**Problem statement**
In the passage below about feedback and whistleblowing, list the specific points on which feedback should be focused.

==== Passage provided ====

Interesting that was then asked to actually "walk the talk" on critical projects and initiatives, by working as an advisor/coach on live activities to managers or project managers- and that preparation worked.
A key element in it all? The mandate I had received, and the acceptance from the customer that I would deliver aggregate results, but would not share the questionnaires containing answers (many multiple choice, but also specific open-ended when relevant).
When I read about regulations on whistleblowing (e.g. the EU Directive of 2019), a bit after I had wrote a book on GDPR from a business perspective (here), I wondered how applicable could be in different countries.
Moreover, how much would eventually companies understand that actually while the focus of that directive is illegal activities, conceptually that mental framework could be useful to increase the agility and resilience of any organization.
Accepting feed-back and turning it into a useful organizational tool implies decoupling it from any direct and indirect potential association with HR practices, and instead have feed-back focused on specific points in space, time, content but without turning into yet another charade style way too many performance reviews (I review you on that, you review me on that).

==== Given entries ====

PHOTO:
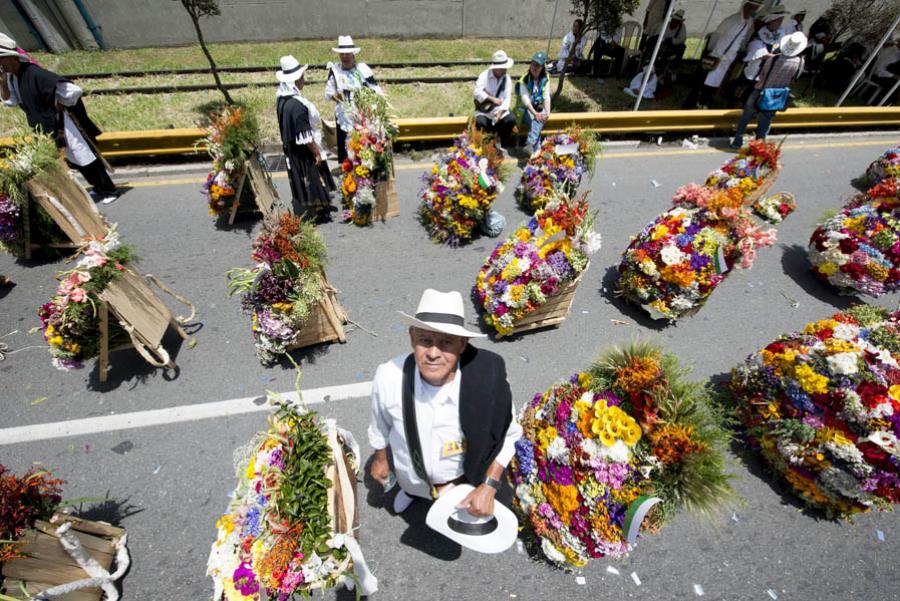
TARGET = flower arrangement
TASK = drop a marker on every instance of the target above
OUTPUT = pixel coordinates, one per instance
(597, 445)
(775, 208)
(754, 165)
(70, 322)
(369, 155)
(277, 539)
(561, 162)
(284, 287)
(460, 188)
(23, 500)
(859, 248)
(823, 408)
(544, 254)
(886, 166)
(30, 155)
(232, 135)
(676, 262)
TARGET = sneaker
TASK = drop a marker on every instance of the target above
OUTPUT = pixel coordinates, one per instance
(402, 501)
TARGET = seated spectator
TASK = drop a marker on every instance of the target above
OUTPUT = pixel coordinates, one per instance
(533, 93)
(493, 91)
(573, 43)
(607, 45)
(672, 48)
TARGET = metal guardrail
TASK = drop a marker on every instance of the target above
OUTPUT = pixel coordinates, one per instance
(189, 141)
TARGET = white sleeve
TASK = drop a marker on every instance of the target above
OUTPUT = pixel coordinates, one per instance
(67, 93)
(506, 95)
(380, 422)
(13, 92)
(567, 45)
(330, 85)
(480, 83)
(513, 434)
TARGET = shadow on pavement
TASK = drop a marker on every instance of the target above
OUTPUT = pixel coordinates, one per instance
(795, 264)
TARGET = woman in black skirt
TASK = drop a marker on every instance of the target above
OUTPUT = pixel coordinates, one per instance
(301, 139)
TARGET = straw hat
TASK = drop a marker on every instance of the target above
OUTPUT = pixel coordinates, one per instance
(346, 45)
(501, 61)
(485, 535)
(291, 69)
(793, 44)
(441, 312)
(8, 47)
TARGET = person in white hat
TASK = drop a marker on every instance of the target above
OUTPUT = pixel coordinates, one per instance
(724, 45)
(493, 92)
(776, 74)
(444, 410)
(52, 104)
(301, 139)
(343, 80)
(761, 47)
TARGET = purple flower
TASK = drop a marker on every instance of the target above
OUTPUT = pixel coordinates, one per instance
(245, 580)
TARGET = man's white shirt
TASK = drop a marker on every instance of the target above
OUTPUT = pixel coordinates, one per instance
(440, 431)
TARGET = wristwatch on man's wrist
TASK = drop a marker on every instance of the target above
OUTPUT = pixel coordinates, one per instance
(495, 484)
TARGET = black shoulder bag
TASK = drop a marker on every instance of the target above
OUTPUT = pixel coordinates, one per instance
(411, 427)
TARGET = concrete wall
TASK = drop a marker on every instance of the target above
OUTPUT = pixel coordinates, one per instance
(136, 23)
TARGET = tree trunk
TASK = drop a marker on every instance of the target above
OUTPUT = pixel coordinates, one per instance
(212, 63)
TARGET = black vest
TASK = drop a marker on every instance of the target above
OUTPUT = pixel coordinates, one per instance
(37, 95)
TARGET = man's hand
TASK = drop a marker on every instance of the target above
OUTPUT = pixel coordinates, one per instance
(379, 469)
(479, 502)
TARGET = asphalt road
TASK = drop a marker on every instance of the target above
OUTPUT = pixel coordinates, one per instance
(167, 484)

====

**Written answer**
Space, time, and content.